## What is being asked
Which lines in the items below contain the word "Please"? Show every such line in full.

__________

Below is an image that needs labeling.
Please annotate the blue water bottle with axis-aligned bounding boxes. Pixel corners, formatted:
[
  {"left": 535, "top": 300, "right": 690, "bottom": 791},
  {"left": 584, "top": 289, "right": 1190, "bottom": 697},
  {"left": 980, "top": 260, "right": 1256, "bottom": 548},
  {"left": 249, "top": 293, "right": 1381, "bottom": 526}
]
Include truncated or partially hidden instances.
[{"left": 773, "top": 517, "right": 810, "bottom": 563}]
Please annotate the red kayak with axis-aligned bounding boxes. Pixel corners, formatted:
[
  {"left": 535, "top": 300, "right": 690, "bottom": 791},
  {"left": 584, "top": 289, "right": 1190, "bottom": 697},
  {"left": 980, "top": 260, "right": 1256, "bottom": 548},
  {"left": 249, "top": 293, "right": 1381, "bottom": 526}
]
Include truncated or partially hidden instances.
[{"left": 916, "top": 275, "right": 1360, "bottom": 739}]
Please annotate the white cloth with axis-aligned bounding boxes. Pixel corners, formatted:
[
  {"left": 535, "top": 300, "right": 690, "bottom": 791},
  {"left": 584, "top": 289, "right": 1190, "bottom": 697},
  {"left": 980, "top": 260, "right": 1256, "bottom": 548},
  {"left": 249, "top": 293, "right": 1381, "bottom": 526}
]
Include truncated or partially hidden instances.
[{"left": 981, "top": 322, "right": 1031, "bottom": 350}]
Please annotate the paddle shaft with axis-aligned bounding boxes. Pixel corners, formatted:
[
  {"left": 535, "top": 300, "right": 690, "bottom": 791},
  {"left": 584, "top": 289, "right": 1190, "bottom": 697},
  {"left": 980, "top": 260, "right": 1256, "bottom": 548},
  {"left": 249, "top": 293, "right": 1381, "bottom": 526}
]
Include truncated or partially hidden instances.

__________

## Answer
Please annotate the blue water bottle with axis-aligned bounding boxes. Pixel corners, formatted:
Please annotate the red kayak with axis-aligned bounding boxes. Pixel corners, formatted:
Please annotate the white cloth with axis-aligned bounding boxes. Pixel corners, formatted:
Please annotate the paddle shaft with axis-aligned bounding boxes. Pixel corners, formatted:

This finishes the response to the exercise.